**YOUR ASSIGNMENT**:
Write out the entire listing below exactly, with the pictures left out.

**PROVIDED DATA**:
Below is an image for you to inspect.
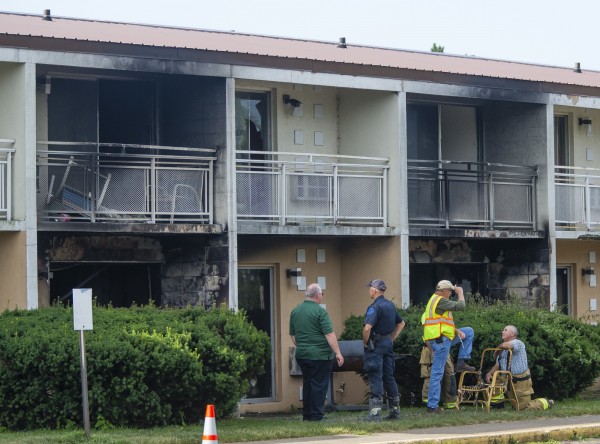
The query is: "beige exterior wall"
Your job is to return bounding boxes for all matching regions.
[556,239,600,323]
[554,105,600,169]
[0,232,27,310]
[0,62,27,221]
[237,235,401,412]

**TASK OUTPUT**:
Below is an image for you to inspect.
The query is: "beige exterior wall"
Your job is to return bounding boxes for all matching regions.
[556,239,600,323]
[554,105,600,169]
[0,232,27,310]
[0,62,27,221]
[237,235,401,412]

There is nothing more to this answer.